**Task requirements:**
**A)** Translate this sentence from the passage on NLP task types below into Spanish: "Understanding which task type your problem maps to is the first step in choosing the right approach."
**B)** Carry on the passage on NLP task types below, picking up right after its final sentence.

Key insight: The transformer's real innovation wasn't just attention — it was enabling pre-training at scale. A model trained on billions of words develops general language understanding that transfers to any downstream task.
category
The NLP Tasks Taxonomy
Every NLP problem falls into one of a few fundamental task types
Task Categories
Despite the enormous variety of NLP applications, most problems reduce to a handful of fundamental task types. Text classification: assign a label to a document (sentiment, topic, spam). Sequence labeling: assign a label to each token (POS tagging, NER). Sequence-to-sequence: transform one sequence into another (translation, summarization). Text generation: produce text from a prompt or context. Information extraction: pull structured data from unstructured text (relation extraction, event detection). Semantic similarity: measure how similar two texts are (paraphrase detection, search). Understanding which task type your problem maps to is the first step in choosing the right approach.
Task Types
Classification (document → label): Sentiment, topic, spam, intent Sequence labeling (token → label): POS tagging, NER, chunking Seq-to-seq (sequence → sequence): Translation, summarization Generation (prompt → text): Completion, dialogue, creative Information extraction: Relations, events, entities Semantic similarity: Paraphrase, search, matching
Key insight: Knowing the task type determines the model architecture, the loss function, the evaluation metric, and the data format. Misidentifying the task type is the most common beginner mistake in NLP.

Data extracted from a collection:
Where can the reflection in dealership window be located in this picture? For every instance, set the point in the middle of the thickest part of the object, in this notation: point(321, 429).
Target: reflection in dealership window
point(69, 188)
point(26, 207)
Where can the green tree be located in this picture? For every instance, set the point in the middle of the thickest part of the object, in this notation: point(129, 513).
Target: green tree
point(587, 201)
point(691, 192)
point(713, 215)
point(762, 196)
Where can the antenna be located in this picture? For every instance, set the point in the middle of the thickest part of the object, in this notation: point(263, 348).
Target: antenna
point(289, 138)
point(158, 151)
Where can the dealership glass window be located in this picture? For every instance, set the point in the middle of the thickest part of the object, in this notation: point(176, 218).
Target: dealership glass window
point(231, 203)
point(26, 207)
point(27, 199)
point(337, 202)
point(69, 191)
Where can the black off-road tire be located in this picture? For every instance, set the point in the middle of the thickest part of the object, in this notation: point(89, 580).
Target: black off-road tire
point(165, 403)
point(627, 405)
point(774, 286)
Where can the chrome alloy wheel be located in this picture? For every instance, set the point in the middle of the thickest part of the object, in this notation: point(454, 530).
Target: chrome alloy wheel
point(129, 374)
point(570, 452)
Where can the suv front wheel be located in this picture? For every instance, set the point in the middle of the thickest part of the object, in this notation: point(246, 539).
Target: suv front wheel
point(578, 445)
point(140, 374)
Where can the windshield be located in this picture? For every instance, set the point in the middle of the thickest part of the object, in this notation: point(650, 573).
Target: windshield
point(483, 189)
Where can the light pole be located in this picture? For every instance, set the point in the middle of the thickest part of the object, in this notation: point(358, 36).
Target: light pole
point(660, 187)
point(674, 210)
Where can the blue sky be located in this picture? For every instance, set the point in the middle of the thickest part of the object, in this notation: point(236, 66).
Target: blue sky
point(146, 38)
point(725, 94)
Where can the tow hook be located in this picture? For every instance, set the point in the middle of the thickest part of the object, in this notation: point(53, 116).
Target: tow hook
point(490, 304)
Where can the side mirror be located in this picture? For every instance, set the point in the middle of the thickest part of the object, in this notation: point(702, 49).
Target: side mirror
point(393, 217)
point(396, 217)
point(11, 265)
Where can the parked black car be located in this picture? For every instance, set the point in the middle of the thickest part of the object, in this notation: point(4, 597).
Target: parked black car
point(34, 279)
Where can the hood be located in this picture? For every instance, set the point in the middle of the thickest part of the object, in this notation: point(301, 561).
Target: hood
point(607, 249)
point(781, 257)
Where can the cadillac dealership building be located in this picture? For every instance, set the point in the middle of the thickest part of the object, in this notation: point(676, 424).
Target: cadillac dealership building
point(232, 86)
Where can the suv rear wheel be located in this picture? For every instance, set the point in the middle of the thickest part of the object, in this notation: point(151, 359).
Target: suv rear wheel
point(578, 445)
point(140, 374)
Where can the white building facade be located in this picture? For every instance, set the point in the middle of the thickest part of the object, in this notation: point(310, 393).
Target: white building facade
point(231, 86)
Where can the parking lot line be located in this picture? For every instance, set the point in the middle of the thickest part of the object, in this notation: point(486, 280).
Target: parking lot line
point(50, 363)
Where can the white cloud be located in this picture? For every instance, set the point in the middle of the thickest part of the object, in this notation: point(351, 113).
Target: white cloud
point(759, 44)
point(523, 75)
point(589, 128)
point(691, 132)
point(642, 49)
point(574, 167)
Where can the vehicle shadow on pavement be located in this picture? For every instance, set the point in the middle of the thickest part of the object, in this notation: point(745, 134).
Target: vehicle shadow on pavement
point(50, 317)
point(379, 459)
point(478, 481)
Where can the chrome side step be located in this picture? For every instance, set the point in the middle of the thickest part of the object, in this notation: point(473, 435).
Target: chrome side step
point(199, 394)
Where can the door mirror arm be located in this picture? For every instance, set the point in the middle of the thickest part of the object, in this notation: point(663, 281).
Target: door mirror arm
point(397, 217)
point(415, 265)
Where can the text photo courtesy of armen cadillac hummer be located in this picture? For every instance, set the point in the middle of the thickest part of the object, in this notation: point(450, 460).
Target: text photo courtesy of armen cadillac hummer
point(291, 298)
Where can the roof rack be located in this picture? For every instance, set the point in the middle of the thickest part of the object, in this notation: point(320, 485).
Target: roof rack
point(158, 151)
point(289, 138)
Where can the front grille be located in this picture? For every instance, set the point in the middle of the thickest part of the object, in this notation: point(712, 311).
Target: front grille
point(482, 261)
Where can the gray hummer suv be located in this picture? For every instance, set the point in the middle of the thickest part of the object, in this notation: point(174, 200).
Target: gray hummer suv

**Task-by-task results:**
**A)** Comprender a qué tipo de tarea corresponde tu problema es el primer paso para elegir el enfoque adecuado.

**B)**
layers
The NLP Pipeline
From raw text to predictions: the standard processing flow
Pipeline Architecture
A standard NLP pipeline transforms raw text into actionable predictions through a series of stages. Data acquisition: collect raw text plus metadata (source, timestamp, language). Preprocessing: clean, normalize, and tokenize the text. Representation: convert tokens into numerical vectors the model can process. Modeling: apply a machine learning or deep learning model to the vectors. Post-processing: format outputs, apply business rules, filter low-confidence predictions. Evaluation: measure performance against ground truth using task-appropriate metrics. Each stage has its own design decisions and failure modes. The pipeline is only as strong as its weakest stage — a perfect model on poorly preprocessed text will produce poor results.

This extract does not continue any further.